## Task description
Copy the lines verbatim, starting at the line that contains "Return the outline of every instance of the framed" and continuing through the end of the entries. Leave the pictures out.

-*-

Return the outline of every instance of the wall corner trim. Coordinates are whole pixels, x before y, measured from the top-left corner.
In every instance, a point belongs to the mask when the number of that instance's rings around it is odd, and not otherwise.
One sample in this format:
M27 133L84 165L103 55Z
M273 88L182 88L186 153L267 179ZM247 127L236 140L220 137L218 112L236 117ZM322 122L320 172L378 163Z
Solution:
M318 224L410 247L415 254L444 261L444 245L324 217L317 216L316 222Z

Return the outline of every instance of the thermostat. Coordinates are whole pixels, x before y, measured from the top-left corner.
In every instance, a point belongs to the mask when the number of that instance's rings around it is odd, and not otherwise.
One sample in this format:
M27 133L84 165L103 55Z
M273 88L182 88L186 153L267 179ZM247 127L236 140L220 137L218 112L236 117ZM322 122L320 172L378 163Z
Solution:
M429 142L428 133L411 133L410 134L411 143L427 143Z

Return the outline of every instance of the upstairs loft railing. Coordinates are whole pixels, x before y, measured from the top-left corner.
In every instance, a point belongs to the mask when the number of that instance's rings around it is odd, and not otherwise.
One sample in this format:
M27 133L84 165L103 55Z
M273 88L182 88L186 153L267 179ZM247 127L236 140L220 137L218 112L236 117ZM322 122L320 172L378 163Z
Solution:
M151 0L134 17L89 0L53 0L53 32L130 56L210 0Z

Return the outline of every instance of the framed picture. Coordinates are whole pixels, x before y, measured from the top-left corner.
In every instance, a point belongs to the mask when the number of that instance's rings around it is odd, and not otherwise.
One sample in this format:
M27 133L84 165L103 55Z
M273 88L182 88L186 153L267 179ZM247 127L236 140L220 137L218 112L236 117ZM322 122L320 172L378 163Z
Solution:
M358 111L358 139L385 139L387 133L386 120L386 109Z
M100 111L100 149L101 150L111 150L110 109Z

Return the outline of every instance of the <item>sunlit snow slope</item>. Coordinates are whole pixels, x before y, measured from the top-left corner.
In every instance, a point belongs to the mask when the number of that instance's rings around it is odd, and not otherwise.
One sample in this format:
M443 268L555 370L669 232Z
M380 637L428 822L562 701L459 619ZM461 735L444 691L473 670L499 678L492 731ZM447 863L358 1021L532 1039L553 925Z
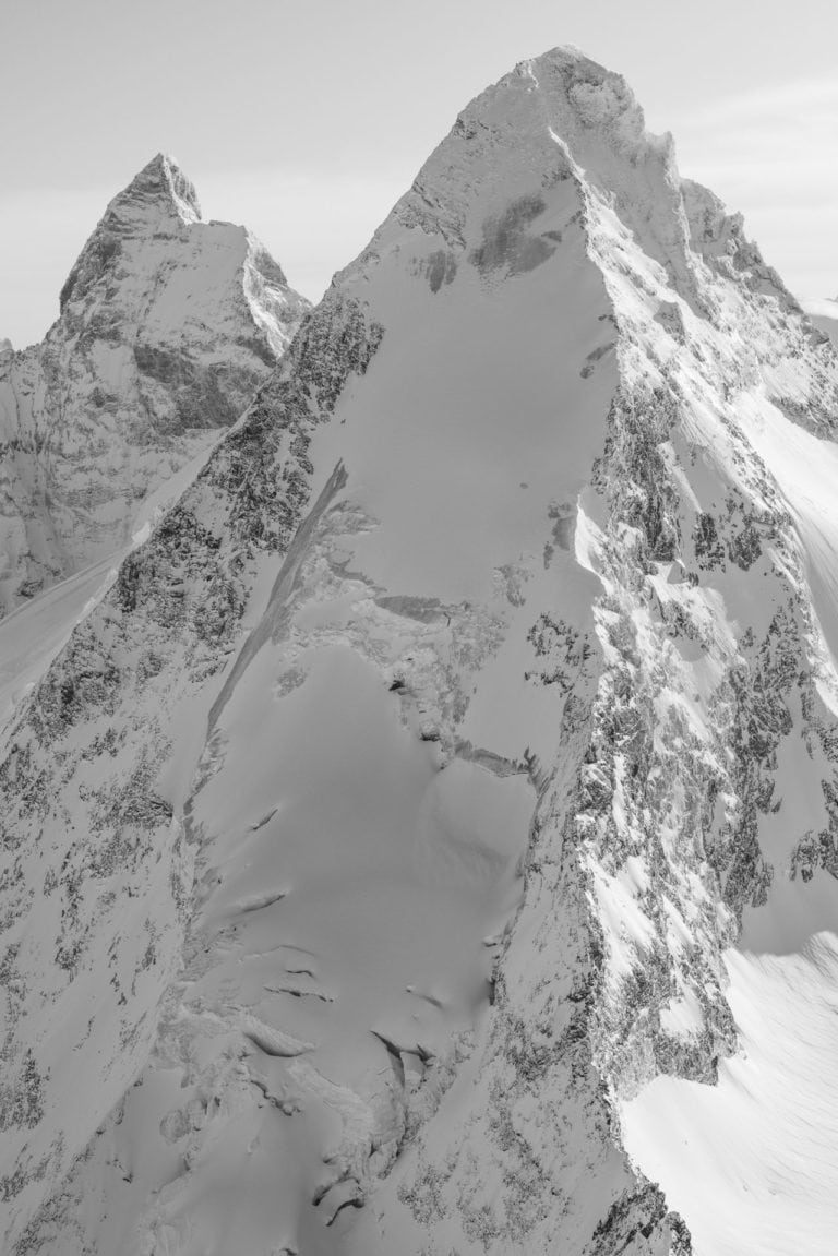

-*-

## Result
Return the outline of every instance of the framed picture. Coordinates are whole pixels, x before y, measured from the top-left corner.
In every instance, a point belongs to the mask when the number of that instance's rings around it is odd, and not otherwise.
One sample in this format:
M27 133L84 165L103 55Z
M273 88L182 88L186 153L267 179ZM247 127L236 140L220 137L218 112L236 117ZM322 122L320 172L378 163Z
Solution:
M358 111L358 139L385 139L387 133L386 120L386 109Z
M100 111L100 149L101 150L111 150L110 109Z

Return the outline of every instance of the <item>sunlit snow slope</item>. Coordinates are whole pixels, x before y, measured from the top-left corner.
In every instance, a point belongs to the mask when the number of that instance's rings around it is odd, and not otherwise.
One sample in this format:
M443 268L555 370L669 232Z
M380 637L428 822L562 701L459 619ZM461 735L444 691L473 670L499 678L492 731ZM447 863L358 1021L532 1039L553 925Z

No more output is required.